Data to process:
━━━━━━━━━━━━━━━━━━━━
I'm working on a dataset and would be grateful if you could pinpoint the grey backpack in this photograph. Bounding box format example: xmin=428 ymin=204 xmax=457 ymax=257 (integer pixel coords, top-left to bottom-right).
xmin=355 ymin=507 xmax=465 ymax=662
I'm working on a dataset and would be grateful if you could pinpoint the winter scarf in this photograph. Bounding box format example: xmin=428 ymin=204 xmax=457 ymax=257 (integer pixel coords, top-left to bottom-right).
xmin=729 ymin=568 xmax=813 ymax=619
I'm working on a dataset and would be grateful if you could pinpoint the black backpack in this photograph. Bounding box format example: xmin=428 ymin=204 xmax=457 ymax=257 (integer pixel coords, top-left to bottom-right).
━━━━━━━━━━━━━━━━━━━━
Task instructions:
Copy out all of these lines again, requests included, multiplying each bounding box coordinate in the answers by 1.2 and rounding to whole numbers, with halves rounded up. Leave the numbers in the requests and their format samples unchanged.

Reply:
I'm working on a dataset and would be grateful if you could pinpoint the grey backpack in this photograph. Bounding box format example: xmin=428 ymin=204 xmax=457 ymax=257 (integer pixel coords, top-left to bottom-right).
xmin=426 ymin=608 xmax=558 ymax=794
I'm working on a dataset and would be grateful if you could pinpoint the winter scarf in this photograph. Bounding box format example: xmin=428 ymin=204 xmax=457 ymax=257 (integer pixel coords, top-left to bottom-right).
xmin=875 ymin=682 xmax=976 ymax=743
I'm working on a dataset and would be grateful if you could pinpoint the black backpack in this photograph. Bounding box format example: xmin=428 ymin=204 xmax=457 ymax=257 (integer pixel coords, top-left to bottom-right).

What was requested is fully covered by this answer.